Task data:
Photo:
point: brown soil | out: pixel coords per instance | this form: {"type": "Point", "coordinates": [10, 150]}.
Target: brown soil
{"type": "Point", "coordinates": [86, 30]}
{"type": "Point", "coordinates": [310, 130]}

Work to be completed:
Rewrite the records with "brown soil" swapped for "dark soil" everywhere, keeping everything else as it is.

Answer below:
Photo:
point: dark soil | out: pixel coords per instance | this form: {"type": "Point", "coordinates": [10, 150]}.
Target: dark soil
{"type": "Point", "coordinates": [86, 30]}
{"type": "Point", "coordinates": [310, 130]}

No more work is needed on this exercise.